WHAT YOU NEED TO DO:
Turn the lines of every entry below into a numbered list, leaving out any blank lines.
[Start of GIVEN RECORDS]
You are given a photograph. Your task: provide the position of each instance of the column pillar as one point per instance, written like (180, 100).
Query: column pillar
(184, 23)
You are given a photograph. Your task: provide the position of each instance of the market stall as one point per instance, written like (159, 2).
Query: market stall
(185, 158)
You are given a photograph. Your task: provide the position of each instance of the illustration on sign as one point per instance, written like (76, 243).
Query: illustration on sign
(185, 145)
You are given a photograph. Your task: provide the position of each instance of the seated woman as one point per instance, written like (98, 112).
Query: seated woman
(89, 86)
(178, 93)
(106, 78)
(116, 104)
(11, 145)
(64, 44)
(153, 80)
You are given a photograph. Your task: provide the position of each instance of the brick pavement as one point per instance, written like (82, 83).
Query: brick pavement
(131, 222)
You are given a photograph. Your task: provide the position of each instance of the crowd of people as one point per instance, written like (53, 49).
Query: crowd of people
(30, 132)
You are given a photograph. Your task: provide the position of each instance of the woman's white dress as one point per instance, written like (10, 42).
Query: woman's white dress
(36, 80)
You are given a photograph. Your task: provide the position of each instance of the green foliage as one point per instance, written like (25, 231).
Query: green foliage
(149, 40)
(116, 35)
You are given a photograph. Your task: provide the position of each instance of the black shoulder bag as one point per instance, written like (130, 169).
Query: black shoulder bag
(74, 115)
[End of GIVEN RECORDS]
RESPONSE TO THE TASK:
1. You are given a photograph. Your task: provide the position of each instance of the column pillar as one point per instance, written like (180, 100).
2. Query: column pillar
3. (184, 23)
4. You are given a photograph. Your task: provide the position of each instance of the market stall as one point per instance, written like (159, 2).
5. Query: market stall
6. (185, 158)
7. You are given a photograph. Your task: provide the position of each instance of the illustration on sign as one point per instance, written like (76, 243).
8. Query: illustration on sign
9. (185, 145)
10. You are given a photograph. Your task: provide the position of each instance of the seated woman as one point per instance, written like (98, 112).
11. Query: seated woman
12. (89, 86)
13. (178, 93)
14. (106, 78)
15. (116, 104)
16. (11, 145)
17. (64, 44)
18. (153, 80)
19. You are given a photograph. Your task: provide the position of each instance of the brick pavement as one point per instance, written like (82, 83).
20. Query: brick pavement
21. (131, 222)
22. You are given a photograph. Your task: provide the position of each instance of the crowd of people as one point per instance, written like (53, 49).
23. Query: crowd of people
24. (30, 132)
25. You are given a photograph. Your task: provide the position of each instance of the woman's white dress as one point per instance, written like (10, 42).
26. Query: woman's white dress
27. (36, 80)
28. You are given a photograph. Your task: provide the position of each instance of the green foliage as one point per instance, written like (25, 231).
29. Query: green foliage
30. (149, 40)
31. (116, 35)
32. You are given a photograph. Your task: provide the position of each instance of the black shoulder bag as one point per instance, written like (130, 169).
33. Query: black shoulder bag
34. (74, 115)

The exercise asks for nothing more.